§ WHAT YOU NEED TO DO
For this exercise, set down all the records exactly as given.

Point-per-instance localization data
═══
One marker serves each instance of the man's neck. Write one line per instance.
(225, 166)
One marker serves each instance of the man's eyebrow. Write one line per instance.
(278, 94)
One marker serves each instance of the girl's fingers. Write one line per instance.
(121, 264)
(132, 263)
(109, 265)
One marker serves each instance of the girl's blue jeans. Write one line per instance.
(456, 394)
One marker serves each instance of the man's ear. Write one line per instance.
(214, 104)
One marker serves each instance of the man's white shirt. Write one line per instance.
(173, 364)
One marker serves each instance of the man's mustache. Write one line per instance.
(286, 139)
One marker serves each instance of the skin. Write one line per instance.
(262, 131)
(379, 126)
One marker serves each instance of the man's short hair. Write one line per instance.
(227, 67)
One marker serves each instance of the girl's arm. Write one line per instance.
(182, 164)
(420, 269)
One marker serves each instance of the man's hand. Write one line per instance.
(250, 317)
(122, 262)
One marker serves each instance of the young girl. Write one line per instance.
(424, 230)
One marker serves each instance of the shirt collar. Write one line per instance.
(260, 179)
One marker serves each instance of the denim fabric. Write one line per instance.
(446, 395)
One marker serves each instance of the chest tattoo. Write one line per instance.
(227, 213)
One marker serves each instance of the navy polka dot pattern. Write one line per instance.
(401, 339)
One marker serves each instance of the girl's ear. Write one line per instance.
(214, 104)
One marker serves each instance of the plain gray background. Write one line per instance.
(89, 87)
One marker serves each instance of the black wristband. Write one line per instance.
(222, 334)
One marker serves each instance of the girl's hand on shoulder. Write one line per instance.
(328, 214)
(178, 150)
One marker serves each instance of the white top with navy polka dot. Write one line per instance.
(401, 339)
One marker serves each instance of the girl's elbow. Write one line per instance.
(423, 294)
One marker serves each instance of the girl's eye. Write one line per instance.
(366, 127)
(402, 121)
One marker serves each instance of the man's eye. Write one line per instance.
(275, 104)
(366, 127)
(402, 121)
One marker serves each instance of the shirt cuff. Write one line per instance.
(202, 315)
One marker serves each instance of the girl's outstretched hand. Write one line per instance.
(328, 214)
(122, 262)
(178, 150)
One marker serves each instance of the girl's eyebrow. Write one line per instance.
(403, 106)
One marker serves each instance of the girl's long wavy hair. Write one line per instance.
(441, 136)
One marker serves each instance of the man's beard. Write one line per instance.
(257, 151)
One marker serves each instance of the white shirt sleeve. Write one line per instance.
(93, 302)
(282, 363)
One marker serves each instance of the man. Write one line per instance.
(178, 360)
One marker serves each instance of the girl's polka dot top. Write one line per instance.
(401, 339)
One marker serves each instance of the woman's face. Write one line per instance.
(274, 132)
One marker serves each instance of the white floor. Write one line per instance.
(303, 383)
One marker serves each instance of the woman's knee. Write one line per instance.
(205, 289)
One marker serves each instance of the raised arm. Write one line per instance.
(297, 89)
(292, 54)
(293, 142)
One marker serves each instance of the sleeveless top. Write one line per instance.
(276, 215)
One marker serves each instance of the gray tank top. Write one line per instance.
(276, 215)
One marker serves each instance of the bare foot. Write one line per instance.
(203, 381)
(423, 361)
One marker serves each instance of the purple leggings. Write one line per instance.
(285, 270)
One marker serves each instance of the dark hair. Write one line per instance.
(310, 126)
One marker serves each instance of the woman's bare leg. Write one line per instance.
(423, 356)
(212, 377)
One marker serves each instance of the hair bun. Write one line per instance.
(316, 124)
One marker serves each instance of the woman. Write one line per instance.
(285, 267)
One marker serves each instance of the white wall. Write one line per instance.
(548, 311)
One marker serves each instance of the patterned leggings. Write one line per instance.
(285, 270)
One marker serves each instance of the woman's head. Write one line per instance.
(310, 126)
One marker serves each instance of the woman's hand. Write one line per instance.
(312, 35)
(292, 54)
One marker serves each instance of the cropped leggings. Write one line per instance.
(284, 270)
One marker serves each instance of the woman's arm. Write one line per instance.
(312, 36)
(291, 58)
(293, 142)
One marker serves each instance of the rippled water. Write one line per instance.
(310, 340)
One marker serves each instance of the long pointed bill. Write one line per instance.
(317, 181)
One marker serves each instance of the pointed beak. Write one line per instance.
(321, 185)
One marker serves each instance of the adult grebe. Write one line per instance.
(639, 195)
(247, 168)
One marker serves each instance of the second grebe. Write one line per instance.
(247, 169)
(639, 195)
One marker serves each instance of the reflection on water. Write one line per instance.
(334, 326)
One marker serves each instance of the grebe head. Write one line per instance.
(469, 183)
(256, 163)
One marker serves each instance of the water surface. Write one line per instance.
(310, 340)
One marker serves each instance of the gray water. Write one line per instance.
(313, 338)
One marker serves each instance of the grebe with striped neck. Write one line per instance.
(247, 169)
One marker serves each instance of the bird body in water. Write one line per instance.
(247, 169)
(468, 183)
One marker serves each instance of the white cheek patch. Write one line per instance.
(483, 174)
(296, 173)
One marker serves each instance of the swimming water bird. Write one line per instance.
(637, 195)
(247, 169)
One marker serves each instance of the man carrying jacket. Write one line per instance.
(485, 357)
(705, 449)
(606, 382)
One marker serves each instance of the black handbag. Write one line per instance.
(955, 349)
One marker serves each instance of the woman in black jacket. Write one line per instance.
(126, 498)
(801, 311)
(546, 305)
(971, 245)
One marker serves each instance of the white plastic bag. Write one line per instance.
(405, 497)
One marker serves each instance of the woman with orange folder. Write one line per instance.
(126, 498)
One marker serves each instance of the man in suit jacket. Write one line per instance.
═══
§ TASK OUTPUT
One marker serves each instance of the man's neck. Write one line per instance.
(225, 166)
One marker serves each instance of the man's eyebrow. Write one line per instance.
(278, 94)
One marker serves each instance of the girl's fingers. Write one line per instance.
(121, 264)
(132, 263)
(109, 265)
One marker serves each instance of the girl's blue jeans. Write one line per instance.
(456, 394)
One marker serves each instance of the man's ear. Write one line per instance.
(214, 104)
One marker serves each instance of the man's white shirt. Write one line per instance.
(173, 364)
One marker serves each instance of the man's mustache. Write one line per instance.
(286, 139)
One marker serves each instance of the skin. Write one line per instance.
(262, 131)
(379, 126)
One marker serves each instance of the man's short hair. Write one line per instance.
(227, 67)
One marker serves each instance of the girl's arm. Write one line per instance.
(182, 164)
(420, 269)
One marker serves each instance of the man's hand. Write one line per instance.
(250, 317)
(122, 262)
One marker serves each instance of the young girl. Write one line per instance.
(424, 230)
One marker serves each instance of the shirt collar. Write one line per instance.
(260, 179)
One marker serves each instance of the denim fabric. Write one line per instance.
(446, 395)
One marker serves each instance of the chest tattoo. Write one line per instance.
(227, 213)
One marker serves each instance of the navy polka dot pattern. Write one line per instance.
(401, 339)
One marker serves each instance of the girl's ear. Write one line per instance.
(214, 104)
One marker serves each instance of the plain gray background. Write one line per instance.
(89, 87)
One marker serves each instance of the black wristband. Write one line per instance.
(222, 334)
One marker serves each instance of the girl's hand on shoulder. Write one line per instance.
(328, 214)
(178, 150)
One marker serves each instance of the white top with navy polka dot. Write one line per instance.
(401, 339)
One marker serves each instance of the girl's elbow. Write one line per instance.
(423, 294)
One marker serves each instance of the girl's eye. Write one line per instance.
(366, 127)
(402, 121)
One marker serves each instance of the man's eye. Write one line per instance.
(275, 104)
(366, 127)
(402, 121)
One marker serves each instance of the shirt cuff. Write one line per instance.
(202, 315)
One marker serves each instance of the girl's outstretched hand. Write one line per instance.
(328, 214)
(122, 262)
(178, 150)
One marker serves each instance of the girl's eyebrow. Write one line per instance.
(403, 106)
One marker serves each instance of the girl's long wavy hair. Write one line per instance.
(441, 136)
One marker serves each instance of the man's beard. Write one line per instance.
(257, 151)
One marker serves each instance of the white shirt sleeve. Write one line per instance.
(93, 302)
(282, 363)
One marker serves each instance of the man. Write one line per instance.
(178, 360)
One marker serves each instance of the girl's polka dot top. Write one line per instance.
(401, 339)
One marker serves each instance of the woman's face. Write one line per instance.
(274, 132)
One marker serves each instance of the white floor. Write one line per instance.
(303, 383)
One marker serves each instance of the woman's knee. Write one line per instance.
(205, 289)
One marker serves each instance of the raised arm. Write one line per instance.
(297, 89)
(292, 54)
(293, 142)
One marker serves each instance of the sleeveless top. Write one line per instance.
(276, 215)
One marker serves each instance of the gray tank top. Write one line per instance.
(276, 215)
One marker serves each instance of the bare foot. Write one line per instance.
(203, 381)
(423, 361)
One marker serves each instance of the purple leggings. Write one line per instance.
(285, 270)
One marker serves each instance of the dark hair. Write one line per instance.
(310, 126)
One marker serves each instance of the woman's bare leg. Write one line per instance.
(423, 356)
(212, 377)
One marker serves each instance of the hair bun. Write one line per instance.
(316, 124)
One marker serves each instance of the woman. Write one line per instance.
(285, 267)
One marker serves each instance of the white wall. Write one line per instance.
(548, 311)
One marker serves each instance of the patterned leggings. Write one line per instance.
(285, 270)
One marker serves each instance of the woman's head. Write one line per instance.
(310, 126)
One marker serves each instance of the woman's hand. Write one line per instance.
(312, 35)
(292, 54)
One marker serves each instance of the cropped leggings. Write one line per instance.
(284, 270)
One marker serves each instance of the woman's arm. Write one line per instance.
(312, 36)
(291, 58)
(293, 142)
One marker serves each instance of the rippled water. Write one line per instance.
(310, 340)
One marker serves each instance of the long pointed bill. Write one line per instance.
(317, 181)
One marker serves each instance of the pointed beak. Write one line per instance.
(321, 185)
One marker serves each instance of the adult grebe. Write one line per instance.
(639, 195)
(247, 168)
One marker serves each instance of the second grebe. Write one line per instance.
(247, 169)
(639, 195)
One marker serves each instance of the reflection on water. Write one line per instance.
(334, 326)
One marker serves each instance of the grebe head. Write one line per instance.
(469, 183)
(256, 163)
One marker serves each instance of the water surface. Write one line per instance.
(310, 340)
One marker serves each instance of the gray water. Write one line per instance.
(313, 338)
One marker serves each instance of the grebe with striped neck. Write one line per instance.
(247, 169)
One marker serves each instance of the bird body in water. Write one line per instance.
(247, 169)
(468, 183)
One marker serves each instance of the white cheek patch. Write one line per instance.
(483, 174)
(296, 173)
One marker serves each instance of the swimming water bird. Write one line per instance.
(637, 195)
(247, 169)
One marker serves each instance of the man carrying jacket. Write one line per instance.
(485, 357)
(705, 449)
(606, 382)
One marker serves each instance of the black handbag. Write one line per instance.
(955, 349)
One marker serves each instance of the woman in black jacket. Write one line per instance.
(126, 498)
(801, 311)
(546, 305)
(971, 245)
One marker serves each instance of the white plastic bag. Write one line per instance.
(405, 497)
One marker serves each instance of the woman with orange folder. Write one line per instance.
(126, 498)
One marker serves each instance of the man in suit jacket. Write one line per instance.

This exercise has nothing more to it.